Arrange every line of the entries below as a Markdown table with the columns No. and Line, numbering the rows and skipping blank lines. Leave the pictures out of the table.

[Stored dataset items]
■ ■ ■ ■ ■ ■ ■

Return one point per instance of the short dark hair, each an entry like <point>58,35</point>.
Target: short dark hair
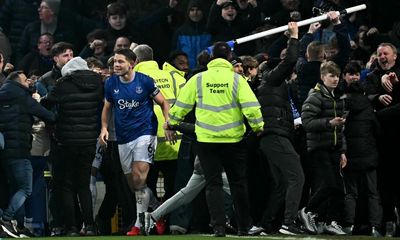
<point>94,62</point>
<point>174,54</point>
<point>14,76</point>
<point>221,50</point>
<point>129,54</point>
<point>330,67</point>
<point>97,34</point>
<point>352,67</point>
<point>60,47</point>
<point>116,8</point>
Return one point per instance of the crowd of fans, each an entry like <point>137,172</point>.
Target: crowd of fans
<point>329,95</point>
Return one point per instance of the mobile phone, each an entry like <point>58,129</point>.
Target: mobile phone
<point>345,114</point>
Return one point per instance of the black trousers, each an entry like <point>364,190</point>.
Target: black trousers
<point>117,192</point>
<point>287,173</point>
<point>327,185</point>
<point>72,178</point>
<point>214,157</point>
<point>357,182</point>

■ ■ ■ ■ ■ ■ ■

◆ TASK RESPONSE:
| No. | Line |
|---|---|
| 1 | Return one point per instance of the short dark hair, each an entry like <point>58,35</point>. |
| 2 | Target: short dark hair |
| 3 | <point>94,62</point> |
| 4 | <point>174,54</point> |
| 5 | <point>14,76</point> |
| 6 | <point>221,50</point> |
| 7 | <point>129,54</point> |
| 8 | <point>330,67</point> |
| 9 | <point>97,34</point> |
| 10 | <point>352,67</point> |
| 11 | <point>60,47</point> |
| 12 | <point>116,8</point> |
| 13 | Return one point per instance of the crowd of fans, each an entry like <point>137,172</point>. |
| 14 | Target: crowd of fans |
| 15 | <point>329,95</point> |
| 16 | Return one point per instance of the mobile phone, each an entry like <point>58,129</point>. |
| 17 | Target: mobile phone |
| 18 | <point>345,114</point> |
| 19 | Return one point per instance of the black trousers, each an entry like <point>364,190</point>. |
| 20 | Target: black trousers |
| 21 | <point>117,192</point> |
| 22 | <point>287,173</point> |
| 23 | <point>327,185</point> |
| 24 | <point>72,178</point> |
| 25 | <point>214,157</point> |
| 26 | <point>357,182</point> |